Restate each of the lines below word for word and drop every picture.

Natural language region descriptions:
········

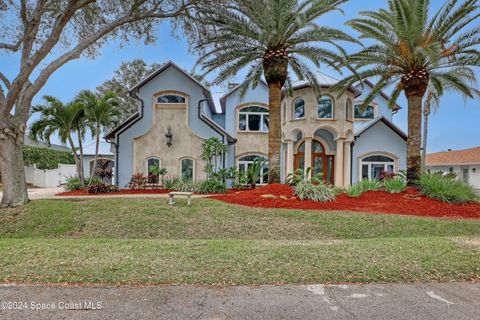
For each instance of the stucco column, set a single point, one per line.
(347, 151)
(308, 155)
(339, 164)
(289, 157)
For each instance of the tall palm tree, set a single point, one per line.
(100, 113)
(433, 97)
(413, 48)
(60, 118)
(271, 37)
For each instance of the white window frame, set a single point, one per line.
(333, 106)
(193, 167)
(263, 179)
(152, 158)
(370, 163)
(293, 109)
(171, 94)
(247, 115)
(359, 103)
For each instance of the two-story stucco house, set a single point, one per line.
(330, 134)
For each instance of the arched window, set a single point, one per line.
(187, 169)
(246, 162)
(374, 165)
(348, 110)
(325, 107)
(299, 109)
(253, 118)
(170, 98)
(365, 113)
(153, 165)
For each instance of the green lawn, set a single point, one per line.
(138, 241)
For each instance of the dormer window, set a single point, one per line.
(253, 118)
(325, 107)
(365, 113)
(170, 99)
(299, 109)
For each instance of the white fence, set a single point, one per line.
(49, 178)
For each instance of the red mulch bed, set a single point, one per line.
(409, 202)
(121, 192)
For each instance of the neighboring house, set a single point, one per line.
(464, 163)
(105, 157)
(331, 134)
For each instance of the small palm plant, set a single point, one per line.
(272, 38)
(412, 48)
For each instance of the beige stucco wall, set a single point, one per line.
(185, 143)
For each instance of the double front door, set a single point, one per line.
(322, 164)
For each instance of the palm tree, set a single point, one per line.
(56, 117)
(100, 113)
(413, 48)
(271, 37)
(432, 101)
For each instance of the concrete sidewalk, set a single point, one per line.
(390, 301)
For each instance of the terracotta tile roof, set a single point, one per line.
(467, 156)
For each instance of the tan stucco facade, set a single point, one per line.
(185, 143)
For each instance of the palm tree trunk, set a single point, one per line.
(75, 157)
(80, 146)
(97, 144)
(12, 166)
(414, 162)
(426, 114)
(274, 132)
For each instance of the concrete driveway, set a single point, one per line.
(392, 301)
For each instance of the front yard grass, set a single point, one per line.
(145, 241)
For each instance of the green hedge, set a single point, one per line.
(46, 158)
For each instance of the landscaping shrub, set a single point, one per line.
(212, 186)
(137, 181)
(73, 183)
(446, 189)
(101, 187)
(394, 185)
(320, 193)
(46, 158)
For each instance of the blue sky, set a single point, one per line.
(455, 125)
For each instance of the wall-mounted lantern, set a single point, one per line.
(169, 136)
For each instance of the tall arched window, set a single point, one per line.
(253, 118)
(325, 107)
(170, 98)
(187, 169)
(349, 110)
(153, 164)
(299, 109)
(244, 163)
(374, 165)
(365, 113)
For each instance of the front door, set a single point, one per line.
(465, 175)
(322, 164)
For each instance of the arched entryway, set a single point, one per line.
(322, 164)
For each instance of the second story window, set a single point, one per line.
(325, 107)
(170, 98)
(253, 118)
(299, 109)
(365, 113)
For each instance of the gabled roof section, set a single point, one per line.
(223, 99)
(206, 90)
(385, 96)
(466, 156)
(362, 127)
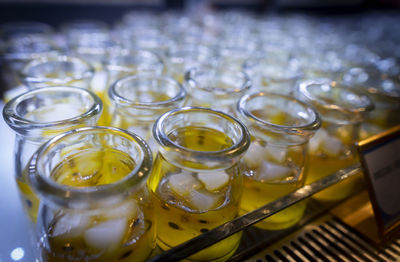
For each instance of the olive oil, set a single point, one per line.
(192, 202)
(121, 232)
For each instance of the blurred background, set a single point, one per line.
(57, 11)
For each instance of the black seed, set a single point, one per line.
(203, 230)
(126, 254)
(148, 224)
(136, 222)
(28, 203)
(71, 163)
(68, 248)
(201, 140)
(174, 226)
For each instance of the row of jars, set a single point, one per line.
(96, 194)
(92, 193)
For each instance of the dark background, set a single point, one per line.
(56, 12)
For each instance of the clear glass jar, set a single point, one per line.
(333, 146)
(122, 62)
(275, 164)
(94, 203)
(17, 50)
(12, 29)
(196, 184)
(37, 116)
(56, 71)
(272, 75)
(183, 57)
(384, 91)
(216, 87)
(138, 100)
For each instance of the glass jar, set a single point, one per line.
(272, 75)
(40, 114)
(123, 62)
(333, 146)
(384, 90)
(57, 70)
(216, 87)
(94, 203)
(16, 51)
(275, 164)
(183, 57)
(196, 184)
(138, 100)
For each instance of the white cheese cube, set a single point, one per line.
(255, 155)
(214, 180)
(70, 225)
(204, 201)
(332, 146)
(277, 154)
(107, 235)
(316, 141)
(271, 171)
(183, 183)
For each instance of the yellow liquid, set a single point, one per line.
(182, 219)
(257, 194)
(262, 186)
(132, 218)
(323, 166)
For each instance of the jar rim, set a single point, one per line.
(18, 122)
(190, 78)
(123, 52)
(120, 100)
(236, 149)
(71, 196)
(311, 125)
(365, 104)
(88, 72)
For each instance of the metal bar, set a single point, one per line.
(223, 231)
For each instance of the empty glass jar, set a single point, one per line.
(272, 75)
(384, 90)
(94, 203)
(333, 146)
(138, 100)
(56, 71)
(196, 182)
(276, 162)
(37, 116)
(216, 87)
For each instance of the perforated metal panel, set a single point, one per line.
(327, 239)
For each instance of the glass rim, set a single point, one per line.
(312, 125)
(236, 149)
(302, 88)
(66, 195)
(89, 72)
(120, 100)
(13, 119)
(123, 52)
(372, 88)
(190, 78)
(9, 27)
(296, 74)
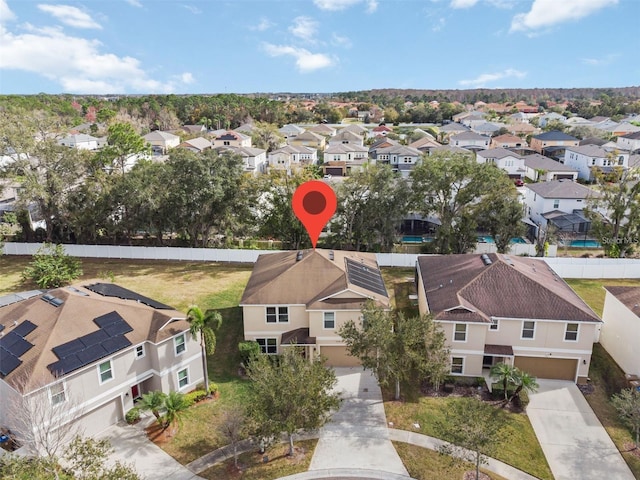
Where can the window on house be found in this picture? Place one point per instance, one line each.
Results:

········

Solution to the problem:
For each instance of the stucco column, set a single point, one per line.
(347, 151)
(308, 155)
(339, 164)
(289, 157)
For each instance of the tall palm tree, set a single point, one per line.
(100, 113)
(433, 97)
(413, 48)
(60, 118)
(271, 37)
For each instance of the white window frame, set a single point, one per line.
(333, 106)
(193, 167)
(263, 179)
(152, 158)
(370, 163)
(293, 109)
(171, 94)
(247, 115)
(359, 103)
For each instance of the two-story stucco house, set a single point, one per line.
(330, 134)
For each instance of the arched window, set a single point, one per line.
(187, 169)
(246, 162)
(374, 165)
(348, 110)
(325, 107)
(299, 109)
(253, 118)
(170, 98)
(365, 113)
(153, 165)
For each instance of the green lawn, set a single point, one per line.
(138, 241)
For each instance of the dormer window, set a single point, one per line.
(253, 118)
(325, 107)
(365, 113)
(170, 99)
(299, 109)
For each instance of the white fence, set a single point, one per line.
(49, 178)
For each instance of the red mulch bed, set a single point, one per line.
(409, 202)
(121, 192)
For each instance of the neighboring house, set a single point, one per line.
(464, 163)
(105, 157)
(331, 134)
For each instance of the small palm plant, set a single point, one per line.
(272, 38)
(412, 48)
For each instance of the beige stucco wall, set a single point, one per line.
(185, 143)
For each instance of the double front door, set a single point, one per line.
(322, 164)
For each instance of the palm tree, set a single point, one per line.
(56, 117)
(100, 113)
(413, 48)
(271, 37)
(432, 101)
For each instance of the concrete sidewalk, set a single point, one per line.
(390, 301)
For each instance of the terracotta tile roof, set a single point, one per line.
(467, 156)
For each instance of the tan stucco facade, set a single point, one per line.
(185, 143)
For each instance of the palm tree trunk, set a single point, one per line.
(75, 157)
(80, 146)
(97, 144)
(12, 166)
(414, 162)
(426, 114)
(274, 132)
For each instance of the concrete driveway, set a single point, one per line.
(392, 301)
For each instance of the front yard grass, set a single point, one per line.
(145, 241)
For each instance of the green hedge, set a single point, one per line.
(46, 158)
For each instance of the landscaping shrub, set a single point, one per line.
(212, 186)
(137, 181)
(73, 183)
(446, 189)
(101, 187)
(394, 185)
(320, 193)
(46, 158)
For each instance of the blue sky, set a single point, one per line.
(455, 125)
For each instance of the wall-mounted lantern, set a single point, one per line.
(169, 136)
For each instance of the tall arched window, set a single point, one per line.
(253, 118)
(325, 107)
(170, 98)
(187, 169)
(349, 110)
(153, 164)
(299, 109)
(244, 163)
(374, 165)
(365, 113)
For each instance of the front door, set a single point, one per line.
(465, 175)
(322, 164)
For each instance of the arched entryway, set a single point, one per line.
(322, 164)
For each instance of the second story window, set a single point, one per line.
(325, 107)
(170, 98)
(253, 118)
(299, 109)
(365, 113)
For each instance of the gabled roof section, set a single point, one per line.
(223, 99)
(206, 90)
(385, 96)
(466, 156)
(362, 127)
For each instance of the olive oil, set a single point, one per line.
(192, 202)
(121, 232)
For each instance of the blurred background, set a single point, one per line.
(57, 11)
For each instance of the black seed, set a single point, one per line.
(203, 230)
(126, 254)
(148, 224)
(136, 222)
(28, 203)
(71, 163)
(68, 248)
(201, 140)
(174, 226)
For each instance of the row of jars, set a single point, one per line.
(96, 194)
(92, 193)
For each instance of the dark background, set a single point, one per line.
(56, 12)
For each instance of the clear glass jar, set a single point, one per line.
(333, 146)
(122, 62)
(275, 164)
(94, 203)
(17, 50)
(12, 29)
(196, 184)
(37, 116)
(56, 71)
(272, 75)
(183, 57)
(384, 91)
(216, 87)
(138, 100)
For each instance of the glass jar, set a single point, one per line.
(272, 75)
(40, 114)
(123, 62)
(333, 146)
(384, 90)
(57, 70)
(216, 87)
(94, 203)
(16, 51)
(275, 164)
(183, 57)
(196, 184)
(138, 100)
For each instance of the white cheese cube, set a single point, one per line.
(255, 155)
(214, 180)
(70, 225)
(204, 201)
(332, 146)
(277, 154)
(107, 235)
(316, 141)
(271, 171)
(183, 183)
For each instance of the yellow liquid, set a single point, one per line.
(182, 219)
(257, 194)
(262, 186)
(132, 218)
(323, 166)
For each instance of the jar rim, set a single point, one per line.
(18, 122)
(190, 78)
(123, 52)
(120, 100)
(236, 149)
(71, 196)
(311, 125)
(365, 104)
(88, 72)
For each instance of the metal bar, set a single point, one per line.
(223, 231)
For each instance of the empty glass jar, set a single point, one per line.
(272, 75)
(384, 90)
(94, 203)
(333, 146)
(138, 100)
(56, 71)
(196, 182)
(276, 162)
(37, 116)
(216, 87)
For each instance of the perforated metal panel, set a single point, one per line.
(327, 239)
For each instance of the glass rim, set a single point, one per line.
(312, 125)
(236, 149)
(302, 88)
(66, 195)
(89, 72)
(120, 100)
(13, 119)
(123, 52)
(372, 88)
(190, 78)
(9, 27)
(296, 74)
Where can the window on house be found in this picture? Place one point per instance, one line each.
Results:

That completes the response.